◆ Task instructions ◆
Retype the material below word for word, omitting the pictures.

Records from a point labeling set
━━━━━━

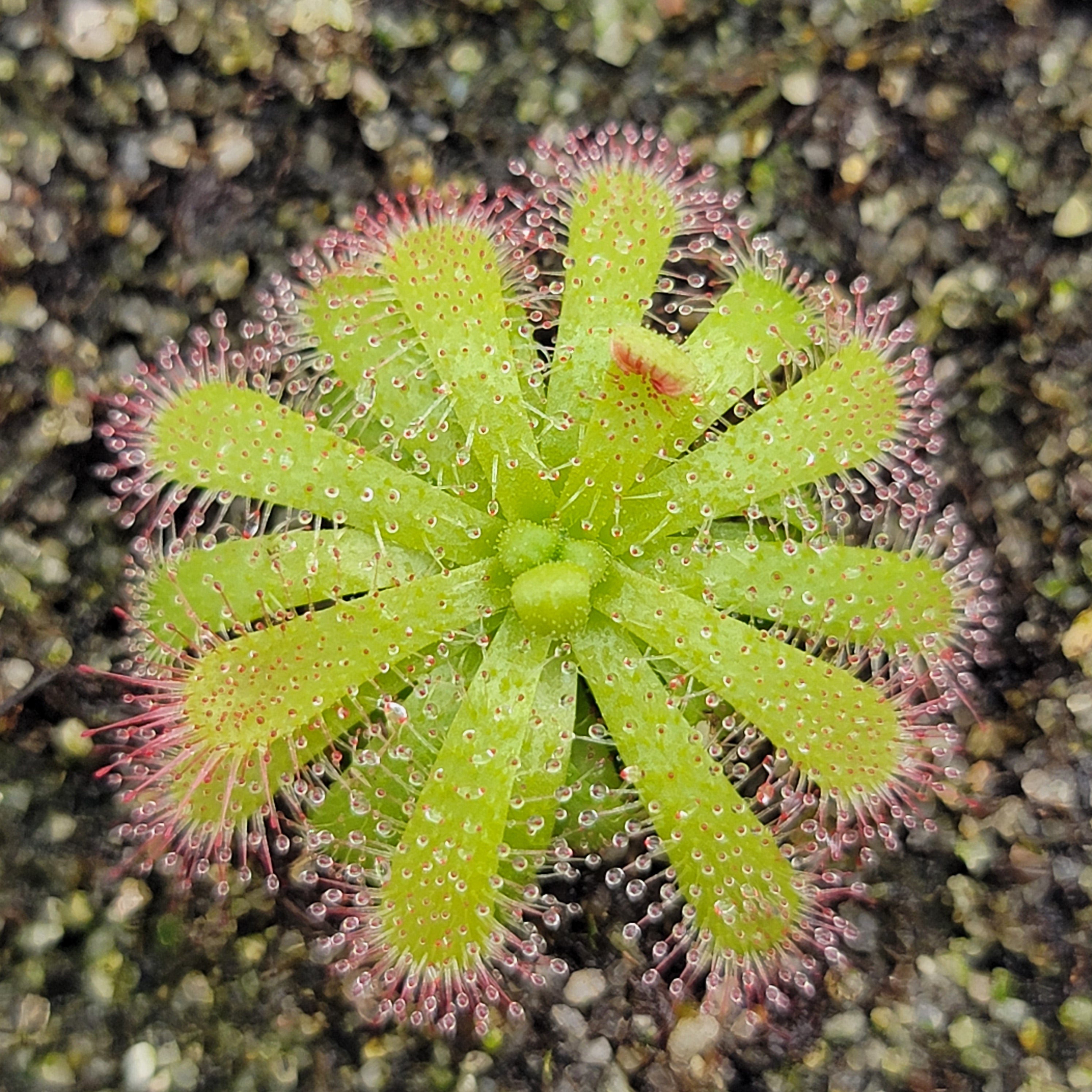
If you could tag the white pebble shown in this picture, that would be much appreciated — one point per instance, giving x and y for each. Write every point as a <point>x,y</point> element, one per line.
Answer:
<point>138,1067</point>
<point>1074,218</point>
<point>801,86</point>
<point>693,1037</point>
<point>585,988</point>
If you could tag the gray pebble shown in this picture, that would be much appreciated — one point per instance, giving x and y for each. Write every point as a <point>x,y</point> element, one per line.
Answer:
<point>586,987</point>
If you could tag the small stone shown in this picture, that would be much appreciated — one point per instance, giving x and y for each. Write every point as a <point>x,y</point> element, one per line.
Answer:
<point>850,1027</point>
<point>568,1022</point>
<point>615,1080</point>
<point>369,93</point>
<point>231,149</point>
<point>15,674</point>
<point>1074,218</point>
<point>381,131</point>
<point>20,308</point>
<point>172,147</point>
<point>585,988</point>
<point>467,58</point>
<point>1075,1015</point>
<point>693,1037</point>
<point>1054,788</point>
<point>854,170</point>
<point>1077,640</point>
<point>93,30</point>
<point>801,86</point>
<point>312,16</point>
<point>138,1067</point>
<point>1041,484</point>
<point>1080,706</point>
<point>597,1052</point>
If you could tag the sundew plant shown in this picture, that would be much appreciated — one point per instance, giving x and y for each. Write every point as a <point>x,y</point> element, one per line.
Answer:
<point>565,529</point>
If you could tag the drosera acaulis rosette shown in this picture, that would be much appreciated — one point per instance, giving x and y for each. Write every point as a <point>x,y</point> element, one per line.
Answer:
<point>519,531</point>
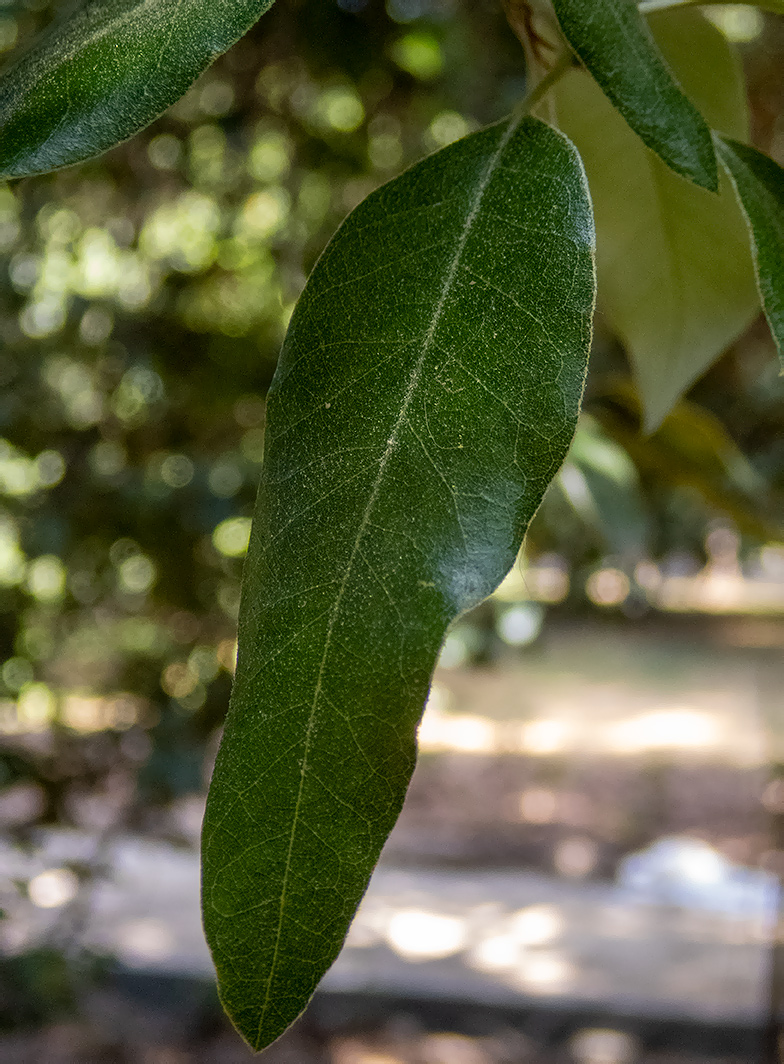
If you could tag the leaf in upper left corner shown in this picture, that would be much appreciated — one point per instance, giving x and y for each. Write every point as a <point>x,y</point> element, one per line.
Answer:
<point>760,184</point>
<point>106,69</point>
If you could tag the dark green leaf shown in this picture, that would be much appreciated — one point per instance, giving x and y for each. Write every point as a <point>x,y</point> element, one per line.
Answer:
<point>674,303</point>
<point>613,40</point>
<point>427,394</point>
<point>104,71</point>
<point>760,184</point>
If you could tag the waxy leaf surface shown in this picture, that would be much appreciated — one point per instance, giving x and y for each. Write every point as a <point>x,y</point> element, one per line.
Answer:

━━━━━━

◆ Result of this exercise ◆
If you could tag the white pebble shown in this picture, that would be much appreciated — one point per instance, giving x and y for each. Write every point as a <point>x,y</point> element, one per line.
Answer:
<point>138,1067</point>
<point>1074,218</point>
<point>801,86</point>
<point>693,1037</point>
<point>585,988</point>
If you could tag the gray pebble shown in this picture, that would be much appreciated — one point per instance, giving x and y for each. Write every point as a <point>x,y</point> element, one per line.
Answer:
<point>586,987</point>
If you could tag the small stone shown in this picture, that would be much appreciated — one point per instance, giving x and y for each. Write every point as a <point>x,y</point> element, one per line.
Answer:
<point>850,1027</point>
<point>568,1022</point>
<point>615,1080</point>
<point>369,93</point>
<point>231,149</point>
<point>15,674</point>
<point>1074,218</point>
<point>381,131</point>
<point>20,308</point>
<point>172,147</point>
<point>585,988</point>
<point>467,58</point>
<point>1075,1015</point>
<point>693,1037</point>
<point>1054,788</point>
<point>854,170</point>
<point>1077,640</point>
<point>93,30</point>
<point>801,86</point>
<point>312,16</point>
<point>138,1067</point>
<point>1041,484</point>
<point>1080,706</point>
<point>597,1052</point>
If you could tag the sundew plant shown in this picture, that would be much appreciated — one point per instance, giving x and y for each. Write every point as a <point>x,y</point> element, one per line.
Answer:
<point>565,529</point>
If you could tag the drosera acaulis rosette shown in this picture, that would be much appreciated — one point per instance, giving x and y for each. Write every point as a <point>x,y</point> element, one per line.
Answer:
<point>519,531</point>
If you could tag the leaf in upper left corner shown in this picture, that would be much appreciated — one point per instance, giving x and y for each. Write every point as a <point>x,y</point> element, one per line.
Answer:
<point>760,184</point>
<point>106,69</point>
If you could tag the dark green leaf shown in this picture, that would be much appreciated — one point per instance, giving x and y for each. Write every point as a <point>x,y</point> element, one per line.
Answer:
<point>674,303</point>
<point>613,40</point>
<point>427,394</point>
<point>104,71</point>
<point>760,184</point>
If you could tag the waxy leaf surface shown in this picture, that would be much appreciated — one point per instance, giving x and y for each. Write every point as a <point>x,y</point> element, one per line.
Answer:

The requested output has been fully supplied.